WHAT YOU HAVE TO DO >>
Find the string "wheel" in the material. Copy every line that has it.

^^^^^^^^^^^^^^^^

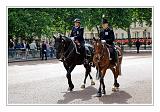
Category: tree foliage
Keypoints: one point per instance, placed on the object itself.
(29, 22)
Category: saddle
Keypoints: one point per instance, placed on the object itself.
(114, 53)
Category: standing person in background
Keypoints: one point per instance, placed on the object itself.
(33, 48)
(138, 44)
(23, 44)
(47, 44)
(51, 49)
(27, 49)
(11, 48)
(44, 50)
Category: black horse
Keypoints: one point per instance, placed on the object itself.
(65, 49)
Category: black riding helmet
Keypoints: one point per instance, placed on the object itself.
(104, 21)
(77, 20)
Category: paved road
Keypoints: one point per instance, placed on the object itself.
(44, 82)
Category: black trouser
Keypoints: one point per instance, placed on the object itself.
(137, 49)
(113, 52)
(44, 53)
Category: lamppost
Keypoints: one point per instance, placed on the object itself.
(145, 39)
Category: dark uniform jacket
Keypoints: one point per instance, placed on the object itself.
(44, 47)
(107, 35)
(77, 33)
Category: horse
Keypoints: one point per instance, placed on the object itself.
(65, 49)
(102, 61)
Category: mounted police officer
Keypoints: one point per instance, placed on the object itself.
(77, 36)
(107, 34)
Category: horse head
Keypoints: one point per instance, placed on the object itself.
(61, 44)
(98, 45)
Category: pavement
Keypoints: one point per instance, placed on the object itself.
(44, 82)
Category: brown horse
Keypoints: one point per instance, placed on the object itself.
(102, 61)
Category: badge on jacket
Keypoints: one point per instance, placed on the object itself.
(106, 33)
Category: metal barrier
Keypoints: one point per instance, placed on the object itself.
(24, 55)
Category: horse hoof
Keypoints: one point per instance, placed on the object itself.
(92, 83)
(99, 95)
(70, 88)
(83, 86)
(116, 84)
(115, 89)
(103, 92)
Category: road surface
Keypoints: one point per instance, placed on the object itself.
(44, 82)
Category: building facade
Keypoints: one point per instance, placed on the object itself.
(136, 30)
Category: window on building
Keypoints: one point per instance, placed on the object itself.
(122, 34)
(149, 35)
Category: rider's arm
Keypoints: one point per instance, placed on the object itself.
(72, 35)
(80, 35)
(101, 35)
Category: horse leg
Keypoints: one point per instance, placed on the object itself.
(116, 84)
(102, 80)
(71, 86)
(88, 70)
(99, 93)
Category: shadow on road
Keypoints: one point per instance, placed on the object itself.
(36, 62)
(120, 97)
(84, 95)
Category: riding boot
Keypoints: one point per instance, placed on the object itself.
(115, 56)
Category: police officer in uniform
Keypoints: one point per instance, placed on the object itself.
(77, 36)
(107, 34)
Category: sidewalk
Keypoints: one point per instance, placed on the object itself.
(126, 53)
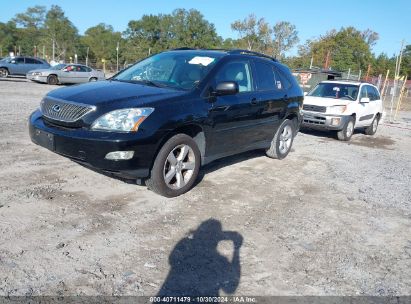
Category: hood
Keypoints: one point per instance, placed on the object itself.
(104, 92)
(326, 102)
(38, 70)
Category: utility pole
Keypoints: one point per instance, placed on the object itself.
(117, 49)
(88, 49)
(54, 51)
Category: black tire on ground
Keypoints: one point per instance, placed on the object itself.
(282, 141)
(372, 129)
(52, 79)
(4, 73)
(157, 182)
(348, 130)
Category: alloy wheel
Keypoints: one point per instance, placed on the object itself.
(286, 137)
(179, 167)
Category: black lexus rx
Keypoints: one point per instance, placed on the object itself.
(161, 119)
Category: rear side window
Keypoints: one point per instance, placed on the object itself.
(376, 93)
(270, 78)
(238, 71)
(372, 93)
(84, 69)
(32, 61)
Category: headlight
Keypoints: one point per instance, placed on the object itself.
(123, 120)
(338, 109)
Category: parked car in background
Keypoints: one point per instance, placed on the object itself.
(167, 115)
(66, 73)
(20, 65)
(342, 106)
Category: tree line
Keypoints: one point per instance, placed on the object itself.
(49, 33)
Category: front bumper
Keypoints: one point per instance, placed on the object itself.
(37, 78)
(320, 121)
(90, 147)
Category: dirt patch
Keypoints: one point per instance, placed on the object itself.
(377, 142)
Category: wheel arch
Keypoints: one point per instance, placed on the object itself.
(195, 131)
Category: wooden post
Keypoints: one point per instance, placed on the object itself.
(400, 97)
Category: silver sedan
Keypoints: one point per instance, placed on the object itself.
(66, 73)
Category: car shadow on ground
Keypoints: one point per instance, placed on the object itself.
(196, 266)
(14, 79)
(326, 134)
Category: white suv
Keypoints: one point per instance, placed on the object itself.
(343, 106)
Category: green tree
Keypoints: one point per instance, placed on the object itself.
(347, 48)
(285, 37)
(29, 29)
(254, 33)
(102, 41)
(60, 32)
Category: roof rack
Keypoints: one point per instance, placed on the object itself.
(247, 52)
(229, 51)
(348, 80)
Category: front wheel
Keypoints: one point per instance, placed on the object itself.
(371, 130)
(4, 73)
(176, 167)
(52, 79)
(282, 141)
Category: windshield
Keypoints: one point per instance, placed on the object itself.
(58, 66)
(179, 70)
(335, 90)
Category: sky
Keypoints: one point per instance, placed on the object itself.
(390, 19)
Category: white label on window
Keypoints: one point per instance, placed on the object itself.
(201, 60)
(279, 86)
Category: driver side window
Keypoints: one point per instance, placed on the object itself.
(363, 92)
(237, 71)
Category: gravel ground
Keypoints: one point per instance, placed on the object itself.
(333, 218)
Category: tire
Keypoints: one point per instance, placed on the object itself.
(372, 129)
(282, 141)
(4, 73)
(52, 79)
(169, 177)
(348, 130)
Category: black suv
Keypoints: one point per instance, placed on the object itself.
(159, 120)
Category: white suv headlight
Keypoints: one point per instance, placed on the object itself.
(123, 120)
(338, 109)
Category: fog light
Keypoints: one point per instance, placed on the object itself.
(120, 155)
(335, 121)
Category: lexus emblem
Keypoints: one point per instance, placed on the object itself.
(56, 108)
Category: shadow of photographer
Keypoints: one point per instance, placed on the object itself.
(198, 269)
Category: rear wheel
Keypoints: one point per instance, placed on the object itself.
(282, 141)
(348, 130)
(176, 167)
(372, 129)
(4, 72)
(52, 79)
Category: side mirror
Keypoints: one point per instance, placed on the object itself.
(226, 88)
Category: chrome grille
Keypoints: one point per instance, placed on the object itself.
(313, 108)
(64, 111)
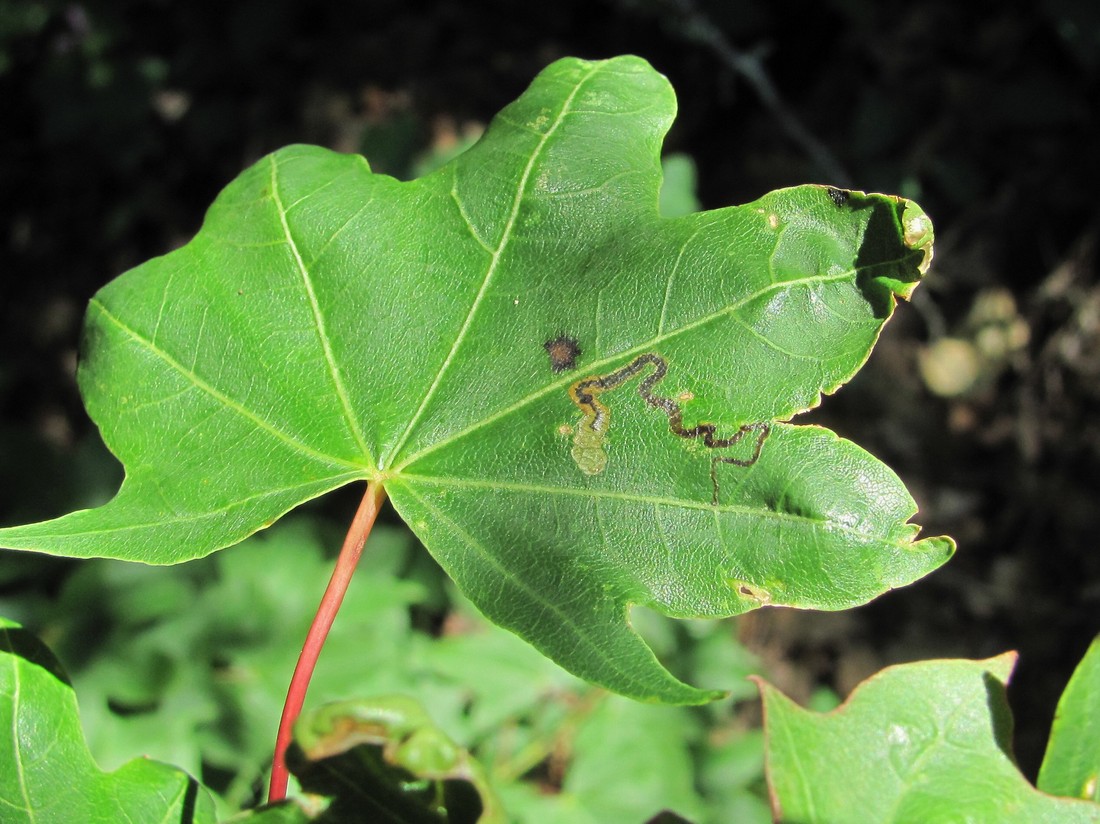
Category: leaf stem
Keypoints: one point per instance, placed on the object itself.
(350, 553)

^^^^^^^^^^^^^^^^

ANSWER FOR THE TASK >>
Category: alloy wheel
Category: wheel arch
Category: front wheel
Category: rear wheel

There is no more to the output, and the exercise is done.